SELECTED EXTRACT:
Plaintiffs Litigation Position on Defendant's Equitable Estoppel Defense Not Objectively Unreasonable
By Donald Zuhn --
Last month, in Akeso Health Sciences, LLC v. Designs for Health, Inc., District Judge S. James Otero of the U.S. District Court for the Central District of California denied a Motion for Exceptional Case Determination and Award of Attorneys' Fees filed by Defendant Designs for Health, Inc. ("DFH"). In its Motion, DFH argued that the case should be deemed "exceptional" within the meaning of 35 U.S.C. § 285, and that DFH should therefore be awarded attorneys' fees.
Akeso had filed suit against DFH for infringement of U.S. Patent No. 6,500,450, which relates to a dietary supplement for the treatment of migraine headache, asserting that DFH's manufacture and sale of the migraine treatment product Migranol indirectly infringed the asserted claims due to various instructions and implications on the label. DFH had responded to the Akeso's complaint by filing a motion for summary judgment, asserting that Akeso should be equitably estopped from asserting the '450 patent due to Akeso's ten-year delay in filing suit. The District Court granted DFH's motion for summary judgment, finding that equitable estoppel barred Akeso's suit. In particular, the Court found that the adversarial stance of a cease-and-desist letter to DFH, followed by the significant length of delay in enforcement, qualified as misleading conduct for the purpose of an equitable estoppel analysis (see "Akeso Health Sciences, LLC v. Designs for Health, Inc. (C.D. Cal. 2018)," June 18, 2018).
Following the Court's grant of summary judgment in favor or DFH, DFH filed its Motion for Exceptional Case Determination and Award of Attorneys' Fees, Akeso then filed an opposition to DFH's Motion, and DFH filed a reply to Akeso's opposition. The District Court noted that in DFH's Motion, DFH asserted that the case should be deemed "exceptional" for three reasons. First, DFH Defendant argued that Akeso failed to conduct a reasonable pre-suit investigation, as evidenced by Akeso's failure to consider or conduct discovery into DFH's affirmative defense of equitable estoppel, and that Akeso's litigation position that equitable estoppel would not apply was not objectively unreasonable. Second, DFH argued that Akeso's filing of nine separate actions for patent infringement within two years of the expiration of the '450 patent demonstrated subjective bad faith and oppressive litigation tactics. Third, DFH argued that Akeso used artificially inflated calculations of "lost profits" damages to coerce DFH into a quick settlement, despite having no basis for these calculations.

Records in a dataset

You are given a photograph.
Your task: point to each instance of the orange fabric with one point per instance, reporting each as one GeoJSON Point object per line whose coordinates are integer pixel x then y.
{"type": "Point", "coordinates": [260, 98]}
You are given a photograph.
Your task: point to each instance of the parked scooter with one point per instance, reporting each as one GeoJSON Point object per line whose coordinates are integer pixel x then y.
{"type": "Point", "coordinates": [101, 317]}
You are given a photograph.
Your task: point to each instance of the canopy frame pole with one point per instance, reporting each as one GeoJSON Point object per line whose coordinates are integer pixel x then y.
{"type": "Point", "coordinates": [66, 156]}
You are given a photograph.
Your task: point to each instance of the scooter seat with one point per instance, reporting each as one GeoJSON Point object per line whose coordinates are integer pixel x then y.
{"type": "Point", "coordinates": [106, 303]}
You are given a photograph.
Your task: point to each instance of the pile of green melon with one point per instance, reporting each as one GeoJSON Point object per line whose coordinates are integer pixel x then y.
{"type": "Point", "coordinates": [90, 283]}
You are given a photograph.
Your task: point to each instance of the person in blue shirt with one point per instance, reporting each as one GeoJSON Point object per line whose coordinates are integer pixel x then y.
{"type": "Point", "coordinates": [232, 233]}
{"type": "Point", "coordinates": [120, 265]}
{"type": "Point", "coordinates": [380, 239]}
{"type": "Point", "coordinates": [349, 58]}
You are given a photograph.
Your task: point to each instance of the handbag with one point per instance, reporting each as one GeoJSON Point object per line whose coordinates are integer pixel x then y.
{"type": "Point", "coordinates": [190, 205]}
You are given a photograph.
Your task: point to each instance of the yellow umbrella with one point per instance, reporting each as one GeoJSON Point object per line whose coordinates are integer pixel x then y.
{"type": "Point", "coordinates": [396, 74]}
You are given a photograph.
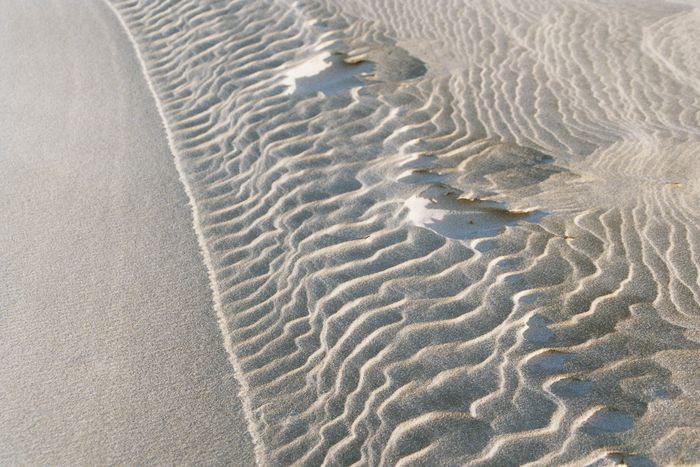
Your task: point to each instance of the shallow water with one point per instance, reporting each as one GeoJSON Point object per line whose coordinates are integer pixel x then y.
{"type": "Point", "coordinates": [370, 321]}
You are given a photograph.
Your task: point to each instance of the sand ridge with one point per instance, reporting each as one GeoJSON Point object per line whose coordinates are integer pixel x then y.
{"type": "Point", "coordinates": [360, 333]}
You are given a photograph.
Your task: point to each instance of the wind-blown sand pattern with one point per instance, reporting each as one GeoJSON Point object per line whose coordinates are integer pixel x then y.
{"type": "Point", "coordinates": [449, 232]}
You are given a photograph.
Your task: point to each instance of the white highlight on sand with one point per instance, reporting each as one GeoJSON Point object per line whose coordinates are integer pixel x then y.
{"type": "Point", "coordinates": [310, 67]}
{"type": "Point", "coordinates": [110, 349]}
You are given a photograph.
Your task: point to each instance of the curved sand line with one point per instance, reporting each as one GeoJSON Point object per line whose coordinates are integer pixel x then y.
{"type": "Point", "coordinates": [365, 326]}
{"type": "Point", "coordinates": [110, 353]}
{"type": "Point", "coordinates": [259, 452]}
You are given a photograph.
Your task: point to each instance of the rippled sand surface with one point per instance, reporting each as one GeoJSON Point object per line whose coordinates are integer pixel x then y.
{"type": "Point", "coordinates": [445, 232]}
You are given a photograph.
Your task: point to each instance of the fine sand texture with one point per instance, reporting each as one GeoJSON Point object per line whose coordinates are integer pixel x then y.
{"type": "Point", "coordinates": [445, 232]}
{"type": "Point", "coordinates": [110, 349]}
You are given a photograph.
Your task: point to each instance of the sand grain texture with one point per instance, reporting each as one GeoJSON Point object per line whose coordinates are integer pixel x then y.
{"type": "Point", "coordinates": [110, 349]}
{"type": "Point", "coordinates": [482, 250]}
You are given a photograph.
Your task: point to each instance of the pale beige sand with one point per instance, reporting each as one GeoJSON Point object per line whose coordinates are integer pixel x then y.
{"type": "Point", "coordinates": [445, 232]}
{"type": "Point", "coordinates": [110, 348]}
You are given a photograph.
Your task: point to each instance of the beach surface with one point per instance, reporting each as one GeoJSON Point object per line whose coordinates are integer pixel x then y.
{"type": "Point", "coordinates": [111, 352]}
{"type": "Point", "coordinates": [446, 232]}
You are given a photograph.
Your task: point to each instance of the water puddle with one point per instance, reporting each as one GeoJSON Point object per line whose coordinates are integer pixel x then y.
{"type": "Point", "coordinates": [328, 73]}
{"type": "Point", "coordinates": [442, 210]}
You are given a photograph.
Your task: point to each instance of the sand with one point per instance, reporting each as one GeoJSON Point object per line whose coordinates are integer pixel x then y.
{"type": "Point", "coordinates": [441, 233]}
{"type": "Point", "coordinates": [110, 348]}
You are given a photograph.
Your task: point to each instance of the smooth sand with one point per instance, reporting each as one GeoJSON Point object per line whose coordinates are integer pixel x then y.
{"type": "Point", "coordinates": [481, 250]}
{"type": "Point", "coordinates": [110, 347]}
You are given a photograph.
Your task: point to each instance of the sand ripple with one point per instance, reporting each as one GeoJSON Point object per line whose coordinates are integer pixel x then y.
{"type": "Point", "coordinates": [445, 232]}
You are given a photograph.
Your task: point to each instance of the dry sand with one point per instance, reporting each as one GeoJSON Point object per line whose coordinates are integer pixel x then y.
{"type": "Point", "coordinates": [110, 348]}
{"type": "Point", "coordinates": [446, 232]}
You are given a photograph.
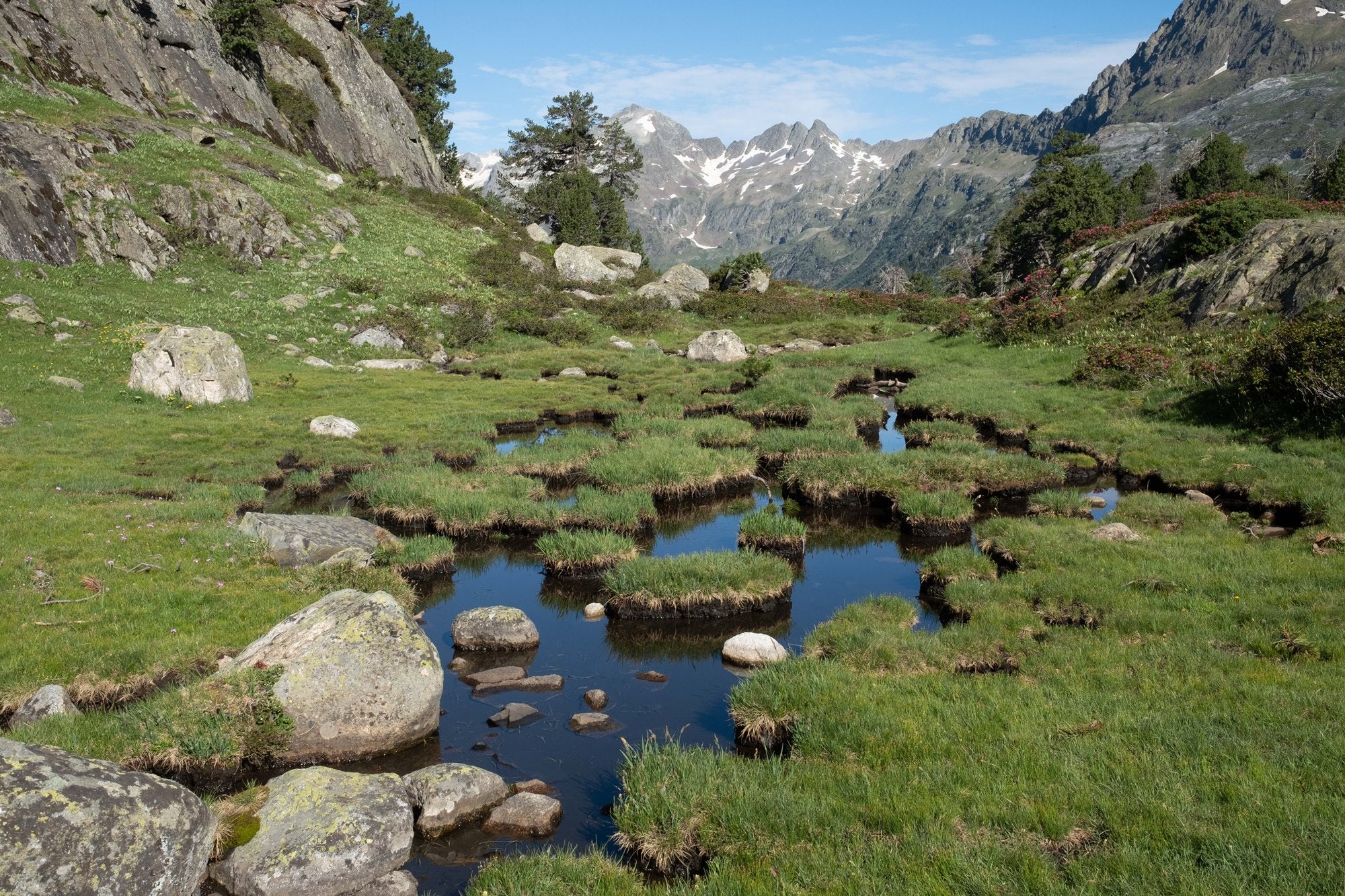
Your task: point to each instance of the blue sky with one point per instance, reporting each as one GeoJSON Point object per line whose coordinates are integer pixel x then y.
{"type": "Point", "coordinates": [871, 71]}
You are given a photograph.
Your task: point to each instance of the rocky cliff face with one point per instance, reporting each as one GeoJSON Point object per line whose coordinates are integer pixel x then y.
{"type": "Point", "coordinates": [162, 58]}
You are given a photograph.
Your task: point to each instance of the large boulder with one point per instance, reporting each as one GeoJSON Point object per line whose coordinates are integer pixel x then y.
{"type": "Point", "coordinates": [575, 264]}
{"type": "Point", "coordinates": [722, 346]}
{"type": "Point", "coordinates": [52, 700]}
{"type": "Point", "coordinates": [453, 794]}
{"type": "Point", "coordinates": [494, 628]}
{"type": "Point", "coordinates": [297, 540]}
{"type": "Point", "coordinates": [617, 257]}
{"type": "Point", "coordinates": [358, 677]}
{"type": "Point", "coordinates": [202, 365]}
{"type": "Point", "coordinates": [323, 833]}
{"type": "Point", "coordinates": [72, 825]}
{"type": "Point", "coordinates": [687, 278]}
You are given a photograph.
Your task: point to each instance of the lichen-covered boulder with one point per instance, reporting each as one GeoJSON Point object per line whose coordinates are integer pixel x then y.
{"type": "Point", "coordinates": [323, 833]}
{"type": "Point", "coordinates": [722, 346]}
{"type": "Point", "coordinates": [201, 365]}
{"type": "Point", "coordinates": [496, 628]}
{"type": "Point", "coordinates": [297, 540]}
{"type": "Point", "coordinates": [453, 794]}
{"type": "Point", "coordinates": [358, 677]}
{"type": "Point", "coordinates": [52, 700]}
{"type": "Point", "coordinates": [575, 264]}
{"type": "Point", "coordinates": [754, 649]}
{"type": "Point", "coordinates": [75, 826]}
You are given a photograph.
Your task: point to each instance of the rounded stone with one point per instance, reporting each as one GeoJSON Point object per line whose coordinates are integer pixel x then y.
{"type": "Point", "coordinates": [496, 628]}
{"type": "Point", "coordinates": [754, 649]}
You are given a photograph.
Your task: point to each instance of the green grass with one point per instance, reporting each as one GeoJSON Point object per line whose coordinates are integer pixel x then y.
{"type": "Point", "coordinates": [773, 532]}
{"type": "Point", "coordinates": [584, 552]}
{"type": "Point", "coordinates": [697, 585]}
{"type": "Point", "coordinates": [670, 469]}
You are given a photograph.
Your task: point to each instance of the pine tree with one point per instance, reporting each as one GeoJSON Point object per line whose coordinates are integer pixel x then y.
{"type": "Point", "coordinates": [1222, 169]}
{"type": "Point", "coordinates": [1066, 194]}
{"type": "Point", "coordinates": [1327, 184]}
{"type": "Point", "coordinates": [618, 159]}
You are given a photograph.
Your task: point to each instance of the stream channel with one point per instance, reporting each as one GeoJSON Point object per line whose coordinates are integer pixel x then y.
{"type": "Point", "coordinates": [851, 556]}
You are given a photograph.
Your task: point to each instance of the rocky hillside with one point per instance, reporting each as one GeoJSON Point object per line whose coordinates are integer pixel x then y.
{"type": "Point", "coordinates": [163, 58]}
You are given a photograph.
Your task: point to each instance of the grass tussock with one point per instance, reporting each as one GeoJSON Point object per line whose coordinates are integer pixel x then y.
{"type": "Point", "coordinates": [670, 469]}
{"type": "Point", "coordinates": [773, 532]}
{"type": "Point", "coordinates": [699, 585]}
{"type": "Point", "coordinates": [583, 552]}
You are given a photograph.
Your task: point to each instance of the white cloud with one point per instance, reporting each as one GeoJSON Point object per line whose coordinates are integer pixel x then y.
{"type": "Point", "coordinates": [736, 99]}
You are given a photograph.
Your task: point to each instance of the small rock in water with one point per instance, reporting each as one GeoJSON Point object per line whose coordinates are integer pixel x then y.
{"type": "Point", "coordinates": [514, 715]}
{"type": "Point", "coordinates": [336, 427]}
{"type": "Point", "coordinates": [753, 650]}
{"type": "Point", "coordinates": [496, 628]}
{"type": "Point", "coordinates": [496, 676]}
{"type": "Point", "coordinates": [1116, 532]}
{"type": "Point", "coordinates": [525, 815]}
{"type": "Point", "coordinates": [597, 700]}
{"type": "Point", "coordinates": [591, 723]}
{"type": "Point", "coordinates": [536, 685]}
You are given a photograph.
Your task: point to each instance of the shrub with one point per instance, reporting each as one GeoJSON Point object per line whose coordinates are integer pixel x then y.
{"type": "Point", "coordinates": [1223, 224]}
{"type": "Point", "coordinates": [1122, 365]}
{"type": "Point", "coordinates": [1297, 374]}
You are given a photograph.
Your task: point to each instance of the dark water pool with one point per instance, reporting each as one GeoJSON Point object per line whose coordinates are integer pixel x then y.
{"type": "Point", "coordinates": [851, 556]}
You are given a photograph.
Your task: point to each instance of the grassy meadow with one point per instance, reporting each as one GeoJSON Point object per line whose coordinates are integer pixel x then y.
{"type": "Point", "coordinates": [1159, 716]}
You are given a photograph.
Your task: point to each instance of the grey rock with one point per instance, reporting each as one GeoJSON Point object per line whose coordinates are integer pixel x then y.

TASKS TO CARRY OUT:
• A. According to the article on the Akeso patent case, how long did Akeso delay before filing suit?
• B. From the article on the Akeso patent case, set down word for word the passage starting with "Plaintiffs Litigation Position" and going on through "awarded attorneys' fees.".

ANSWERS BY TASK:
• A. Ten years.

• B.
Plaintiffs Litigation Position on Defendant's Equitable Estoppel Defense Not Objectively Unreasonable
By Donald Zuhn --
Last month, in Akeso Health Sciences, LLC v. Designs for Health, Inc., District Judge S. James Otero of the U.S. District Court for the Central District of California denied a Motion for Exceptional Case Determination and Award of Attorneys' Fees filed by Defendant Designs for Health, Inc. ("DFH"). In its Motion, DFH argued that the case should be deemed "exceptional" within the meaning of 35 U.S.C. § 285, and that DFH should therefore be awarded attorneys' fees.